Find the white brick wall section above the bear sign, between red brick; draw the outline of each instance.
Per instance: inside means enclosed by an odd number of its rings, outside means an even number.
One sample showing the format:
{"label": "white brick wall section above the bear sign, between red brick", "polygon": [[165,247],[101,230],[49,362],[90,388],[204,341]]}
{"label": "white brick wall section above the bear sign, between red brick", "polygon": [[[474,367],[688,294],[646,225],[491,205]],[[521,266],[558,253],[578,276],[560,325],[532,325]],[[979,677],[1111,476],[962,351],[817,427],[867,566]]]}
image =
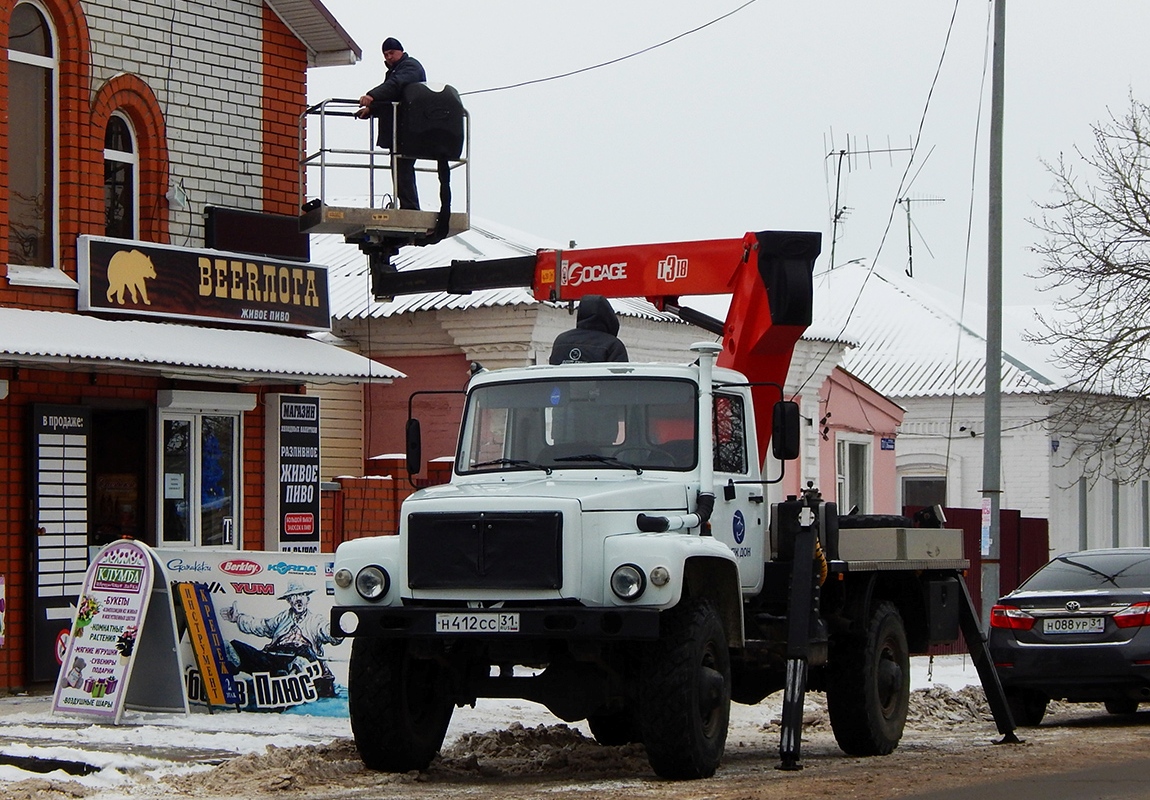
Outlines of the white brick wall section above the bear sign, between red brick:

Work order
Could you retype exactly, and only, the lines running from the one with "One sample showing" to the last line of the listing, while leaving any pictures out?

Exercise result
One sample showing the format:
{"label": "white brick wall section above the bear sign, between red brick", "polygon": [[165,247],[101,230],[49,362],[90,388],[204,341]]}
{"label": "white brick wall section above the bear sign, between red brick", "polygon": [[[474,367],[688,294],[646,225],[491,205]],[[521,266],[558,253],[578,276],[560,325],[532,325]],[[979,677],[1111,476],[962,351],[817,427],[867,566]]]}
image =
Outlines of the white brick wall section above the bear sign, between red brick:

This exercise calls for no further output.